Document text >>

┌──

HDL (High-Density Lipoprotein)

The "good" cholesterol that carries cholesterol from arterial walls to the liver for processing and excretion.

Triglycerides

A type of fat used in energy metabolism.

Cholesterol

A fat-soluble substance needed for cell membranes, steroids, and bile acid production.

LDL (Low-Density Lipoprotein)

The "bad" cholesterol, contributes to plaque formation in arteries.

Chylomicrons

The largest, least-dense lipoprotein, which transports dietary triglycerides and cholesterol from the intestines to the liver, muscles, and adipose tissue.

Atherosclerosis

A pathological condition where fatty lesions form in the intima lining of arteries. It involves endothelial dysfunction and dyslipidemia.

Endothelial Dysfunction

A risk factor for atherosclerosis. Active biologic interface between blood and tissues. Dysfunction due to loss of NO and microtears.

Fibrous Cap

Fibrous plaque with connective tissue and lipids

Atherosclerotic Plaque

Plaque growth leads to the arteries becoming narrow which intern results in ischemia.

Study Notes

• Disorders of blood flow in the systemic circulation

Atherosclerosis - Lipids

• Lipoproteins are packages of insoluble lipids transported in blood.
• Lipoproteins include cholesterol, triglycerides, phospholipids, and proteins.
• Triglycerides are used in energy metabolism.
• Cholesterol produces cell membranes, steroids, and bile acid.
• Abnormal lipoprotein metabolism is a predisposing factor to atherosclerosis.

Lipoproteins Types

• HDL (high-density lipoprotein) is "GOOD" cholesterol.
• HDL removes cholesterol from arterial walls to the liver.
• LDL (low-density lipoprotein) deposits cholesterol in arterial walls.
• LDL accumulates in sub-endothelial space.
• VLDL (very-low-density lipoprotein) delivers triglycerides to cells for energy.
• Chylomicrons are the largest, least dense lipoproteins.
• Chylomicrons transport dietary triglycerides and cholesterol from the intestinal epithelial cells to the liver, skeletal muscle, and adipose tissue.

Aetiology of atherosclerosis

• Risk factors that cannot be modified:
  • Familial hypercholesterolaemia
  • Age and gender (men ≥45 years, women ≥55 years)
  • Type 1 Diabetes Mellitus
• Modifiable risk factors:
  • HDL cholesterol <40 mg/dL
  • Elevated C-reactive protein (CRP) levels
  • High homocysteine levels

Pathogenesis of atherosclerosis

• Formation of fibrofatty lesions in the intimal lining.
• Pathologic process that causes coronary, cerebral, peripheral arteries, and aorta diseases.
• There are three types of lesions associated with atherosclerosis: fatty streaks, fibrous atheromatous plaque, and complicated lesions.
• Development can begin in childhood with fatty streaks.
• Lesions of atherosclerosis advance with aging.
• Multiple factors contribute to pathogenesis, including endothelial dysfunction and dyslipidemia.

└──

Requirement 1 >> In the atherosclerosis study notes, what does VLDL deliver to cells?
Requirement 2 >> From the atherosclerosis study notes, print the part that opens with the words containing "Fibrous plaque with" and closes with "results in ischemia.".
Requirement 3 >> List every risk factor that the atherosclerosis study notes class as one that cannot be modified.

Supplied information >>
┌──

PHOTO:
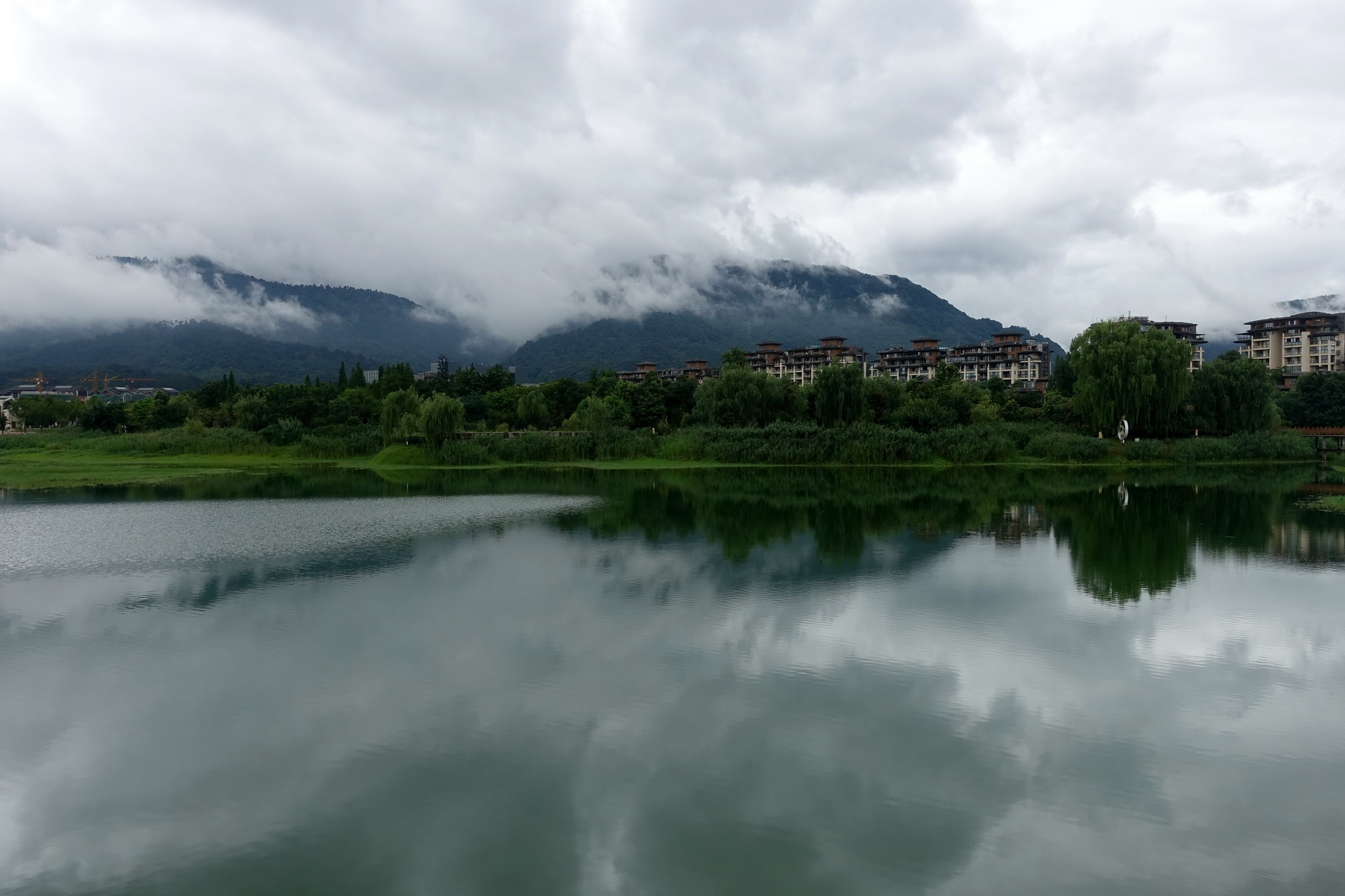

└──

Task output 1 >> VLDL delivers triglycerides to cells for energy.

Task output 2 >>
Fibrous plaque with connective tissue and lipids

Atherosclerotic Plaque

Plaque growth leads to the arteries becoming narrow which intern results in ischemia.

Task output 3 >>
- Familial hypercholesterolaemia
- Age and gender (men ≥45 years, women ≥55 years)
- Type 1 Diabetes Mellitus